• **TASK DESCRIPTION**
Copy out the listing from the line with "Where can the water reflection" to the line with "<point>176,15</point>", switching "instance" to "occurrence" and leaving everything else unchanged.

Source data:
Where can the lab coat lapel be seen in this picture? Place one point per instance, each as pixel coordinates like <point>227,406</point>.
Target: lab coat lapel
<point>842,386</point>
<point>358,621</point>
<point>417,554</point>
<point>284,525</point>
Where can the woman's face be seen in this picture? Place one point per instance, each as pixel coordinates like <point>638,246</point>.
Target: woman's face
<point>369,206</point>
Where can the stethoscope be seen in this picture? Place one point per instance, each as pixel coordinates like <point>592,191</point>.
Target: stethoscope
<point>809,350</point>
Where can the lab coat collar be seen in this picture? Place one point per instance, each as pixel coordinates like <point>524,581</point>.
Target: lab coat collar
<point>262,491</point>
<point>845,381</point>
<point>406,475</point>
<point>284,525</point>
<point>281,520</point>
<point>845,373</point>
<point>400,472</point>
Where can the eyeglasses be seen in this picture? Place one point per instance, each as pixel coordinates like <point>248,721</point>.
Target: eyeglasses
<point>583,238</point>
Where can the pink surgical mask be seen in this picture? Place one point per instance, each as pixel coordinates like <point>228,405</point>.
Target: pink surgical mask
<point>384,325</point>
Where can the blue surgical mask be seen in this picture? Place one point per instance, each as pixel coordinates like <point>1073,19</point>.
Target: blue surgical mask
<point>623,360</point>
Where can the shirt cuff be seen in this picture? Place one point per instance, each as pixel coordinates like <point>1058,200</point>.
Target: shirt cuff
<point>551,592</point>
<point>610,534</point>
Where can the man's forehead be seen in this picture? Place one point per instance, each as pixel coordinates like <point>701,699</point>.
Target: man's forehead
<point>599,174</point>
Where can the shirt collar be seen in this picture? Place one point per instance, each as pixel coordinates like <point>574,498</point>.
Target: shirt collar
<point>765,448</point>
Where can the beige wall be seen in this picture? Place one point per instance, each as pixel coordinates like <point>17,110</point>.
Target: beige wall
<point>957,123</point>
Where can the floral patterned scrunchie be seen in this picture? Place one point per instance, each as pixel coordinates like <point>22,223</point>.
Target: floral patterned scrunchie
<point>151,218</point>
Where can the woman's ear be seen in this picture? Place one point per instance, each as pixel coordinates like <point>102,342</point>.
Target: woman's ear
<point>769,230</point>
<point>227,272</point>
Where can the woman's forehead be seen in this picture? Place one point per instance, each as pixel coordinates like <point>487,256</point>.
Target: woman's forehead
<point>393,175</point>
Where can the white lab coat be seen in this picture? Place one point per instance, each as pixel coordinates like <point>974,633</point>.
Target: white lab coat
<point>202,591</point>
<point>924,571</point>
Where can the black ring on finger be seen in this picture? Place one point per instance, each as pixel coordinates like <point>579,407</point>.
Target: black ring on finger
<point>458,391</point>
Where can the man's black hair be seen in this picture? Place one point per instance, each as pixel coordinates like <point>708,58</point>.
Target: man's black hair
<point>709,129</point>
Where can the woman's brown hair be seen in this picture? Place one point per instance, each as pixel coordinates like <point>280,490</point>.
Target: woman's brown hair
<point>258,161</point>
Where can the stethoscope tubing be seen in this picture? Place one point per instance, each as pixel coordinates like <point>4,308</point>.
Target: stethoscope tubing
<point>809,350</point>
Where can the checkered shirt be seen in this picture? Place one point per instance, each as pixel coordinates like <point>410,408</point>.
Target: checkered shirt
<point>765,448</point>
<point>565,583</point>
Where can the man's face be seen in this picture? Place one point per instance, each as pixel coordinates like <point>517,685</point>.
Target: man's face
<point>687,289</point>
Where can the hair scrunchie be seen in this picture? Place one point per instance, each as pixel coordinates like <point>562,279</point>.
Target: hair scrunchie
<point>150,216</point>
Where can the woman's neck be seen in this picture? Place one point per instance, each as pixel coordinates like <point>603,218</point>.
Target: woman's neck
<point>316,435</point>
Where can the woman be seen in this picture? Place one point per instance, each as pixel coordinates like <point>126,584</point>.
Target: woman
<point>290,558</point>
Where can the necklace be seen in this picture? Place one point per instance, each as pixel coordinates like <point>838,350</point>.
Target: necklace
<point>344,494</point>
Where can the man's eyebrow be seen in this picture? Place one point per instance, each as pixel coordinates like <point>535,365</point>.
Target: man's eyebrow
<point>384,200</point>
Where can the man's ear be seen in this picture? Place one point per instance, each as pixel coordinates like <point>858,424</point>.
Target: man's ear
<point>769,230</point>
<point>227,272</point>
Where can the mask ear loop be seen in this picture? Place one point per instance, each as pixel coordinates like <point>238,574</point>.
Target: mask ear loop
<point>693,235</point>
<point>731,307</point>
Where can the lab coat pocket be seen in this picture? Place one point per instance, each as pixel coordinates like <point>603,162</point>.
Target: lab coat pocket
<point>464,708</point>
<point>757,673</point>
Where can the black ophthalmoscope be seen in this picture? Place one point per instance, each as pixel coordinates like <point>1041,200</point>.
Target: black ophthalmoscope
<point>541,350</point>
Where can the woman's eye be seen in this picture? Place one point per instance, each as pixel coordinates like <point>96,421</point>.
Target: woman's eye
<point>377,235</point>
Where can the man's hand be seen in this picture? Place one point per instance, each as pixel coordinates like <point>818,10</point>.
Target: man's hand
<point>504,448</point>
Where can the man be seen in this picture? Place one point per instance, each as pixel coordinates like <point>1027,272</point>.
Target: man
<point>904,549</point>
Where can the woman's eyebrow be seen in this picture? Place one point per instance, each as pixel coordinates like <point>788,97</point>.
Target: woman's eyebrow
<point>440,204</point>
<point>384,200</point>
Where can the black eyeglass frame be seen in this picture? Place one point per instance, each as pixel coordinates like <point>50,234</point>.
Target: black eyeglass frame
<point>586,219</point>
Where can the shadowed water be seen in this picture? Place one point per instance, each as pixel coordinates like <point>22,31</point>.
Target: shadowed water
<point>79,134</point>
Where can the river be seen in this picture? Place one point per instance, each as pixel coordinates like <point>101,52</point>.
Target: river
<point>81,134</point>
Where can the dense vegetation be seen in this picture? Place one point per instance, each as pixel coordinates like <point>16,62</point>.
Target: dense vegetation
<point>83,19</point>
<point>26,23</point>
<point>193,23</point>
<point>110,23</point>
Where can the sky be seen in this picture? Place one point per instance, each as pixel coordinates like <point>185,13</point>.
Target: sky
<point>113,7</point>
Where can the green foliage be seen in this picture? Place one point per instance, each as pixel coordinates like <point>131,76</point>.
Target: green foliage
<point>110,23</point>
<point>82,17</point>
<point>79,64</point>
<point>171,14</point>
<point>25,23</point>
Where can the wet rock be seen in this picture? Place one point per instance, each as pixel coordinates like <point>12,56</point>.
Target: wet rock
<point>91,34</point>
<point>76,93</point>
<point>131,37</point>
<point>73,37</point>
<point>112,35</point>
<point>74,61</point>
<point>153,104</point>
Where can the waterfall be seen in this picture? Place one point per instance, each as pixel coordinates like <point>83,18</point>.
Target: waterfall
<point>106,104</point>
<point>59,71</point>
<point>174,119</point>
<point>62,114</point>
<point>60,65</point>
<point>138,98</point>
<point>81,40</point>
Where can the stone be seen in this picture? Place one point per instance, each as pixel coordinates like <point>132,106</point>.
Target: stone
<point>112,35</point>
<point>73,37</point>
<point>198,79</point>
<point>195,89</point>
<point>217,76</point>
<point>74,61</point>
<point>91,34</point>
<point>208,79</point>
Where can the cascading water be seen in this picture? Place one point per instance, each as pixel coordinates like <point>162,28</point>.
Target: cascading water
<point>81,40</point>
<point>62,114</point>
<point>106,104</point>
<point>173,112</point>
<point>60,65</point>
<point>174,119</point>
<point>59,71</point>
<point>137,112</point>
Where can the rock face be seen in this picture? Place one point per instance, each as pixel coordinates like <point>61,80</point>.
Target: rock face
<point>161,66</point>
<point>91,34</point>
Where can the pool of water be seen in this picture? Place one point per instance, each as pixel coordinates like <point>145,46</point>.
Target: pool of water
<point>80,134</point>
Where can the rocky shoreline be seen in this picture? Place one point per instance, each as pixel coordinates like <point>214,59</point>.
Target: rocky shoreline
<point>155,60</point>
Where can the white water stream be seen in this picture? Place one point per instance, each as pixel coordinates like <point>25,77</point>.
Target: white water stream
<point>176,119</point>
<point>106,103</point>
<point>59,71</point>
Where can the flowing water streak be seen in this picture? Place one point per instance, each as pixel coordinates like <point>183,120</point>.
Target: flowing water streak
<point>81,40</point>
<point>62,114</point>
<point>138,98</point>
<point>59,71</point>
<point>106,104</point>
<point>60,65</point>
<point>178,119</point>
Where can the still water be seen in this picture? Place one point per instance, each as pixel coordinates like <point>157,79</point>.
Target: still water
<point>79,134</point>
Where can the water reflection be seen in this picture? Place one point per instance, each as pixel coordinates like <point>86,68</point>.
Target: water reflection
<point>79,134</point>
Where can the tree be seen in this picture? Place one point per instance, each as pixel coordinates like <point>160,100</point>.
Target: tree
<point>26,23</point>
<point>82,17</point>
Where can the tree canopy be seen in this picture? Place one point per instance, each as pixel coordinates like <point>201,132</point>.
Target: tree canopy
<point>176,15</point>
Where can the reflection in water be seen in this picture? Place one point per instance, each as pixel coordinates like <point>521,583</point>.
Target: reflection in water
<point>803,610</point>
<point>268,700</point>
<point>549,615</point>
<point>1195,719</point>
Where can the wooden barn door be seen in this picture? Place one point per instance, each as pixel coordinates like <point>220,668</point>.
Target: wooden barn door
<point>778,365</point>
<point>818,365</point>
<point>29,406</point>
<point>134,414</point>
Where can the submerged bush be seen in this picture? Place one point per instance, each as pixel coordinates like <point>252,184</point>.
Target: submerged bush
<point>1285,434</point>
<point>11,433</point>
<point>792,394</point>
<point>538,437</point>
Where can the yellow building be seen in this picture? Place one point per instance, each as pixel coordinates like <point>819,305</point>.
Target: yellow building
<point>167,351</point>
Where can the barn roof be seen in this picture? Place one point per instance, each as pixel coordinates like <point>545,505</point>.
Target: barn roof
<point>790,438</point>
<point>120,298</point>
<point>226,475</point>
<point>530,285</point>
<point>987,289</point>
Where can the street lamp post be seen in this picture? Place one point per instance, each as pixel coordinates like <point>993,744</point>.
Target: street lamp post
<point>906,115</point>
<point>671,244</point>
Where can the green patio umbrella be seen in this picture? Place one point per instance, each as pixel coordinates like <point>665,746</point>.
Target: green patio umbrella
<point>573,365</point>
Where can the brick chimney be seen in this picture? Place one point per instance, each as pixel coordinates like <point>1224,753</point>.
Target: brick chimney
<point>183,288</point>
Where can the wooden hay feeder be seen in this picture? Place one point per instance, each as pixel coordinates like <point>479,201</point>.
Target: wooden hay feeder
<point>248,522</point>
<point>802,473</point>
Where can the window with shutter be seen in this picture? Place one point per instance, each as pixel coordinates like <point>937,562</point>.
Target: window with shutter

• **PROBLEM SOLUTION**
Where can the water reflection be seen in this picture? Place one point per occurrence, each as pixel coordinates like <point>86,68</point>.
Target: water reflection
<point>79,134</point>
Where can the tree be seen in this picture? Place one point per occurrence, each as pixel coordinates like <point>160,100</point>.
Target: tree
<point>26,23</point>
<point>82,17</point>
Where can the tree canopy be seen in this picture? Place one point per occurrence, each as pixel coordinates like <point>201,132</point>.
Target: tree canopy
<point>176,15</point>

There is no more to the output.